(Dataset entries)
§

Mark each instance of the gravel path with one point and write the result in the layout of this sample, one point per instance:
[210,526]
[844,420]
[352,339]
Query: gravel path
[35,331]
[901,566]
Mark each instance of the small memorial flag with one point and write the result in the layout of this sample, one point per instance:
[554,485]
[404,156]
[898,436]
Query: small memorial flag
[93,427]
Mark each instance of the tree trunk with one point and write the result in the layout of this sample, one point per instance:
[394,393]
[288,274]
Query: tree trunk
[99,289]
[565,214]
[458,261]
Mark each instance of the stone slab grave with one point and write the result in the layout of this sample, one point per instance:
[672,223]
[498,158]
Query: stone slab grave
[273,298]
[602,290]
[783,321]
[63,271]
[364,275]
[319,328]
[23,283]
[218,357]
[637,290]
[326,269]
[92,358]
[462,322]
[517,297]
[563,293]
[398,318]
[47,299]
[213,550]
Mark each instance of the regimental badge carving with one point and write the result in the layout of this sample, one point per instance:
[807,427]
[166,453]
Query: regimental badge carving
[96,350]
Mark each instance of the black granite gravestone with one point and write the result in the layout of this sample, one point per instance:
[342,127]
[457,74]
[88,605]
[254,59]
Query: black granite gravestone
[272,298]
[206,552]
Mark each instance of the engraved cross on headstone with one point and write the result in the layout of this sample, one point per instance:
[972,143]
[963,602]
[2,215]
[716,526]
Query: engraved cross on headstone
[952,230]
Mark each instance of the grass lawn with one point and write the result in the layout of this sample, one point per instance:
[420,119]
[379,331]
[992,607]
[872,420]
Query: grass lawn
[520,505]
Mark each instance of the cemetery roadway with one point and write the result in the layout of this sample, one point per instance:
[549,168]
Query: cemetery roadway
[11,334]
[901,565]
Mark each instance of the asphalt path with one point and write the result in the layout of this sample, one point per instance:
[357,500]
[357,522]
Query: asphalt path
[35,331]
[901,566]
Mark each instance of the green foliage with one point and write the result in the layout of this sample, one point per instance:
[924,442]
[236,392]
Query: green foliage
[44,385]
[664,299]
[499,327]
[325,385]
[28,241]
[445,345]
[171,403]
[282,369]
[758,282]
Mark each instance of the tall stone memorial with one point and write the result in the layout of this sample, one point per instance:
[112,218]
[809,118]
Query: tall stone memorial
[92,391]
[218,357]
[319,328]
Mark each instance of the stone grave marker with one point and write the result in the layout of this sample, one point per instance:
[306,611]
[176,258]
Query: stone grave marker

§

TASK PROMPT: Rewrite the records above, replacing every occurrence of "Query" with "Target" and keeping everything else unchanged.

RESPONSE BELOW:
Mark each instance of the gravel path with one point and write the result in the layout of this sample, one point per instance:
[210,526]
[844,420]
[352,339]
Target: gravel path
[35,331]
[901,566]
Mark each instance of the small memorial flag with one point and write the result in the layout of this sample, one point per instance:
[554,485]
[404,156]
[898,436]
Target: small memorial flag
[93,427]
Mark each instance of the tree trunk with one point and write the result in the layout of this sample, one point per instance:
[394,393]
[288,274]
Target: tree trunk
[99,289]
[565,214]
[458,261]
Mark each instance of the stone slab grave with one point and write the result in the layout of this sample, one point per instance:
[672,223]
[498,158]
Target: stone slab grave
[273,298]
[602,290]
[783,321]
[63,271]
[364,275]
[319,328]
[23,283]
[218,357]
[637,290]
[326,269]
[92,358]
[462,322]
[517,297]
[563,293]
[398,318]
[47,299]
[213,550]
Mark each instance of the regimental badge carving with one point and write the result in the layout of this sample, one point per instance:
[807,427]
[166,453]
Target: regimental badge carving
[96,350]
Mark each instance of the black granite gravestone with one point and write the result in the layout of this sample, one point per instance:
[342,127]
[457,74]
[88,605]
[254,59]
Target: black granite gravestone
[272,298]
[206,552]
Mark each instance of the engraved cross on headstone with one point and write the result in the layout of this sample, one point per instance:
[972,143]
[963,602]
[2,215]
[716,526]
Target: engraved cross on headstone
[952,230]
Mark each instance of the grass lawn with one point and write the result in the layout of this sample, one point per instance:
[420,119]
[379,331]
[992,607]
[872,420]
Target: grass lawn
[520,505]
Mark each instance of the cemetery roadway with one point and write the result in the layout of this sample, one point per instance:
[549,168]
Target: cemetery roadway
[11,334]
[901,565]
Mark each instance of the asphalt path with one point and write the result in the layout of this sample, one point per instance:
[357,500]
[357,522]
Target: asphalt path
[35,331]
[901,566]
Mark each instance of the green foliage with one point and write the result in the layout of this sample, one point per instance:
[924,442]
[236,392]
Target: green foliage
[44,385]
[664,299]
[499,327]
[325,385]
[28,241]
[445,345]
[171,403]
[282,369]
[758,282]
Mark each instance of the tall stone memorial with one point and write the result in the layout of this sample, one point per instance:
[112,218]
[809,118]
Target: tall stone memorial
[92,391]
[218,357]
[319,328]
Mark each instance of the stone grave marker with one point and write the result in the layout of this sample, one point per instance:
[306,611]
[176,258]
Target: stone grave marker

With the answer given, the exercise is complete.